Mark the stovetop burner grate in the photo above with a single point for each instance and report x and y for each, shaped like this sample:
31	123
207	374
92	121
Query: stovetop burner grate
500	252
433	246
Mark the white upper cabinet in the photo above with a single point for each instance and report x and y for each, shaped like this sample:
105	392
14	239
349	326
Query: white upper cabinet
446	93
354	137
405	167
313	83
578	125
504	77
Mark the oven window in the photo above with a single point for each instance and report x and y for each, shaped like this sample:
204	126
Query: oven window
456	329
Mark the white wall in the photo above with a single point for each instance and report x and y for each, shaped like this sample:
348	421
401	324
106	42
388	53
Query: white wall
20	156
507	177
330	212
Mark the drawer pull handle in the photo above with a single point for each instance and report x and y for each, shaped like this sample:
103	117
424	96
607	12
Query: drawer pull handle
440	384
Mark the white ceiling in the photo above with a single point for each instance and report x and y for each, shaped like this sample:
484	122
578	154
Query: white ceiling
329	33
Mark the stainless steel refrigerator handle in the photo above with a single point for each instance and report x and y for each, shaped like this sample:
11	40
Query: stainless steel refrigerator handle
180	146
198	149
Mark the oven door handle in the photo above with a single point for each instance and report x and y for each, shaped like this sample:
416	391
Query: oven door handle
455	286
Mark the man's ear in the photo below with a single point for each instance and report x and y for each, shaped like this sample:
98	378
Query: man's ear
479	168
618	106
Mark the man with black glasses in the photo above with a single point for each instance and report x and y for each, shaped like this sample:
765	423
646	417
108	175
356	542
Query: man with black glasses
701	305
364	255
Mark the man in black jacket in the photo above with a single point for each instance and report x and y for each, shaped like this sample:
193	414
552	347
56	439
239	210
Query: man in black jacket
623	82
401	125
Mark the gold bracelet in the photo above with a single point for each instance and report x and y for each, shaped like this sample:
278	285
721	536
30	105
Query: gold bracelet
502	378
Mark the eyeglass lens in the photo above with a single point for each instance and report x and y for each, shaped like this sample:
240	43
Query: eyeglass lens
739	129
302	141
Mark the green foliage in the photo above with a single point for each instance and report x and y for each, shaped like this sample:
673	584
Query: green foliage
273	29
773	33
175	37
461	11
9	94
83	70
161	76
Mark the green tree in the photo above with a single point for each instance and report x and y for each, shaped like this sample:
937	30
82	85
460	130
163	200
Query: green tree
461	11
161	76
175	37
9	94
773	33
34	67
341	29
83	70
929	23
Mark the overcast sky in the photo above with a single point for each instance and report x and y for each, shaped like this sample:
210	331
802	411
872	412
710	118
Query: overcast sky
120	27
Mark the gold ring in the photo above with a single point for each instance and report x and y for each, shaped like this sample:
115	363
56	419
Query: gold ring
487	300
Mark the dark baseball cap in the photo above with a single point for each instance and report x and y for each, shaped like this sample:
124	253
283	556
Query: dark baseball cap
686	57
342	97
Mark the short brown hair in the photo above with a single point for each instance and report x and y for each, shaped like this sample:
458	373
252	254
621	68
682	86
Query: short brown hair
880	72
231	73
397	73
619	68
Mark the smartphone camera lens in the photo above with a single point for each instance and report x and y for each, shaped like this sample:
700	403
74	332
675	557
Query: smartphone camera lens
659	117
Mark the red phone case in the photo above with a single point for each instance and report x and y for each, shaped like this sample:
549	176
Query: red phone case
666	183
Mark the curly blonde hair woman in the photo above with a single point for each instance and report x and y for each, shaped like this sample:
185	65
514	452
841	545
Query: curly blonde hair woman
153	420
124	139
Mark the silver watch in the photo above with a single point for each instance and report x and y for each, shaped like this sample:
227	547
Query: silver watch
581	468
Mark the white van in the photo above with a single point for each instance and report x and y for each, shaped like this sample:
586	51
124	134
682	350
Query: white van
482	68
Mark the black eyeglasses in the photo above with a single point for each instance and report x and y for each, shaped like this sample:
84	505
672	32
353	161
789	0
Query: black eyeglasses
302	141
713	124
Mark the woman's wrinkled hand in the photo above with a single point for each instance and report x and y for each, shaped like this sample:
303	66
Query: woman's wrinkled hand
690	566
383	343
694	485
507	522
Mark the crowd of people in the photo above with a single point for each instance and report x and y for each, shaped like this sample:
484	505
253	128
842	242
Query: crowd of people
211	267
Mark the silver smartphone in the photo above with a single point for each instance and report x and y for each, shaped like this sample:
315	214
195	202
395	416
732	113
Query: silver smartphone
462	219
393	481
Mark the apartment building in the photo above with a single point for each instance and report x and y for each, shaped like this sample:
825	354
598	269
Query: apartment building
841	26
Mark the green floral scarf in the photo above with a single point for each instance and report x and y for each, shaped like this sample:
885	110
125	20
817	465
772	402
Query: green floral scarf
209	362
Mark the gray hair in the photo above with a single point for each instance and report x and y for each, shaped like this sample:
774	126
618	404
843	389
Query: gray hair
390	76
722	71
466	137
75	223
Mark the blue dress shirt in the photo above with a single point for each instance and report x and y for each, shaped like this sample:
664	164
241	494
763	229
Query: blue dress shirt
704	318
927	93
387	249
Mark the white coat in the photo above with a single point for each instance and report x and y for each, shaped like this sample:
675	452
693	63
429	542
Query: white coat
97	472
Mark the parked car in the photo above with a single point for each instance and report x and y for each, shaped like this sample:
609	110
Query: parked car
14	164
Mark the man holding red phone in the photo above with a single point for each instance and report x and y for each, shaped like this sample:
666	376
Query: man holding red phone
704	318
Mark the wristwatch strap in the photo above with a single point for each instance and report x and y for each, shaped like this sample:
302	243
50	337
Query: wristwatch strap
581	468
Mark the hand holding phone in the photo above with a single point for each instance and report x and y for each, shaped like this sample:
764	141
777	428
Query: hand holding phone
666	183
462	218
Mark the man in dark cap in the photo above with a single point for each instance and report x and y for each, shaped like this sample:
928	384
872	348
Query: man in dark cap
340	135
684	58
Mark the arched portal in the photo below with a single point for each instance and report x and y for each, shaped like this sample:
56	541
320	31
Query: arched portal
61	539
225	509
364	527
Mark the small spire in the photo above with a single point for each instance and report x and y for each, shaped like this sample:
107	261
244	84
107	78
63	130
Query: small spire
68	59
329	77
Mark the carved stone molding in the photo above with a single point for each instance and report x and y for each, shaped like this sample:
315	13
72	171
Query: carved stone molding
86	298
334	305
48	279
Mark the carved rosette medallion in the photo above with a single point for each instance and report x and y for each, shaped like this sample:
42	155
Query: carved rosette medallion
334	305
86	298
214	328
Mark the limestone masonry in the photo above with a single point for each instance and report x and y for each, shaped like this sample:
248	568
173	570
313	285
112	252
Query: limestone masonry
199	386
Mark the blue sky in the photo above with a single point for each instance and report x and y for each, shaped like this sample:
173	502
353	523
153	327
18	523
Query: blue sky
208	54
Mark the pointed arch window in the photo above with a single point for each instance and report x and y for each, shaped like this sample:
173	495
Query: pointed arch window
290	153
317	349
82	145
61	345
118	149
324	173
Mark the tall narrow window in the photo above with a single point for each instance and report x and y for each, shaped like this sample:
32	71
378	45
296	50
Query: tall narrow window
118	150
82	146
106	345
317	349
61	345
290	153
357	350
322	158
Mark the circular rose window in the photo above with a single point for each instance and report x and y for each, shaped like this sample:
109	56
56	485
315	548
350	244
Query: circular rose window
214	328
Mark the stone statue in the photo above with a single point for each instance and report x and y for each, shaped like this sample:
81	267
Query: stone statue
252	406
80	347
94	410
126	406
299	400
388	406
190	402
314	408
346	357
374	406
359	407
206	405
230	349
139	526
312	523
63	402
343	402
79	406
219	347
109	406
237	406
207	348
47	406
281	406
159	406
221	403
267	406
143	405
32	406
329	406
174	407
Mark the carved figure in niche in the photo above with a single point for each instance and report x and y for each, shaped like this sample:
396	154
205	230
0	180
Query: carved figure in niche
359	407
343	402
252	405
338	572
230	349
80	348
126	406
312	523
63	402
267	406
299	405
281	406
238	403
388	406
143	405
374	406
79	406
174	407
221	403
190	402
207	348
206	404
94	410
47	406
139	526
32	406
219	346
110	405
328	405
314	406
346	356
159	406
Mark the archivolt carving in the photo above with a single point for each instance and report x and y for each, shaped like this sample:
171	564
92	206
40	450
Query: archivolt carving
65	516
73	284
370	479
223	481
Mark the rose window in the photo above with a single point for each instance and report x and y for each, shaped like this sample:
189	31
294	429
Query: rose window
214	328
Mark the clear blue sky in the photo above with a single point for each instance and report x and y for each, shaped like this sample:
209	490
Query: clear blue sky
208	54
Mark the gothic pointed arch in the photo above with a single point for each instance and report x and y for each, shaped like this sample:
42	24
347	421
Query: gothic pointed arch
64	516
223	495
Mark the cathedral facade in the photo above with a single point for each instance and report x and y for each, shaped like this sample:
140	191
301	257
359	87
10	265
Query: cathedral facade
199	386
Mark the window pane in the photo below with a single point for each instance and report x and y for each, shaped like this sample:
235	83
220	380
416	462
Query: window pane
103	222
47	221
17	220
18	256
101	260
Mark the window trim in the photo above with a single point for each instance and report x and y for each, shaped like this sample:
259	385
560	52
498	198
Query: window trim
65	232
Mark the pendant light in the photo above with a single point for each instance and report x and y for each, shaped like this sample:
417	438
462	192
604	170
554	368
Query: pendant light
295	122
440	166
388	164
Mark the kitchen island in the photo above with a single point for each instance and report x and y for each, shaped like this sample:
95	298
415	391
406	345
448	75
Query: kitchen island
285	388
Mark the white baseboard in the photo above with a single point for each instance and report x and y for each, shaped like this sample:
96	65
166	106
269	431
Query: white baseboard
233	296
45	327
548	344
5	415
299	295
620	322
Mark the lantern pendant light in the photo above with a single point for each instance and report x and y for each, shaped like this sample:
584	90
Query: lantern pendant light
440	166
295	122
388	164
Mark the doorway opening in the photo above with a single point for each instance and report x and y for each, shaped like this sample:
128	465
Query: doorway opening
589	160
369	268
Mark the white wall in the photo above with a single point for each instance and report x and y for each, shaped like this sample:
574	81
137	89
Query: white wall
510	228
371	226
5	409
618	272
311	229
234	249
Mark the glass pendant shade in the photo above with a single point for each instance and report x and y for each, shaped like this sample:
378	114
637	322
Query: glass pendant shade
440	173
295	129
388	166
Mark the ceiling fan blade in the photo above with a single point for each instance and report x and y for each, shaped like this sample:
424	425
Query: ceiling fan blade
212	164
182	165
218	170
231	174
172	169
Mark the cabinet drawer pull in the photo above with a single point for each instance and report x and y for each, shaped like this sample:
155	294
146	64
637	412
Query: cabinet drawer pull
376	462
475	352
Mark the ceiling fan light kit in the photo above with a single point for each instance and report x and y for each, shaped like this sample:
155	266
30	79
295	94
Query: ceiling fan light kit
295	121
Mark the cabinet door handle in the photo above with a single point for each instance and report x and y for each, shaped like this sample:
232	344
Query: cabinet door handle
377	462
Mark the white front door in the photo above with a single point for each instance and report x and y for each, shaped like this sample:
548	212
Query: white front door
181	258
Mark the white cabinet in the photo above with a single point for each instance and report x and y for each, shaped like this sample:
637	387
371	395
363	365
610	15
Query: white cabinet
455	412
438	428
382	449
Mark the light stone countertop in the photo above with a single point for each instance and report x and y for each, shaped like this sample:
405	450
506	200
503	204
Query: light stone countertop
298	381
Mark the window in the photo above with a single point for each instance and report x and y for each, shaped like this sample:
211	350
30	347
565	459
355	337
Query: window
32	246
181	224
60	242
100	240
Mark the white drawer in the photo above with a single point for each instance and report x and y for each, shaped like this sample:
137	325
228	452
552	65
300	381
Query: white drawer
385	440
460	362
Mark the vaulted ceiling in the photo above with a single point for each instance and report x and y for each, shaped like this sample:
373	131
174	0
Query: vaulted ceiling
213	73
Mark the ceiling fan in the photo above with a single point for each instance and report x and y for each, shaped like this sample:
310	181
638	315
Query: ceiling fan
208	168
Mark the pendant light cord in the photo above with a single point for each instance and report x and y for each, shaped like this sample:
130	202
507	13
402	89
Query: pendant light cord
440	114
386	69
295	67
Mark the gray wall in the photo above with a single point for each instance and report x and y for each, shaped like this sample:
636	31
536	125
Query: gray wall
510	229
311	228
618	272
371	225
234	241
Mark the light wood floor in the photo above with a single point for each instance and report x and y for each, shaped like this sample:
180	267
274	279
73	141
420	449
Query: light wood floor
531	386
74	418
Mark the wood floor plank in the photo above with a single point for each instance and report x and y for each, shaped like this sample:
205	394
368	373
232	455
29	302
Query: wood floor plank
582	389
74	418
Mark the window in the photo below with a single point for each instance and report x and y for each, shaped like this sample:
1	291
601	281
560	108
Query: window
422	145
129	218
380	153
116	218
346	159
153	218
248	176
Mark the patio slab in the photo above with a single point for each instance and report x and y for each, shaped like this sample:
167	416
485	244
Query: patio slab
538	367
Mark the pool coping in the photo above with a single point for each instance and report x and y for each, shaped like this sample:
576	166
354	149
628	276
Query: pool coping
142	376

• **EXERCISE DIRECTIONS**:
Count each line above that has the word "below" in it, and write down nothing but the total.

• **SOLUTION TO THE EXERCISE**:
4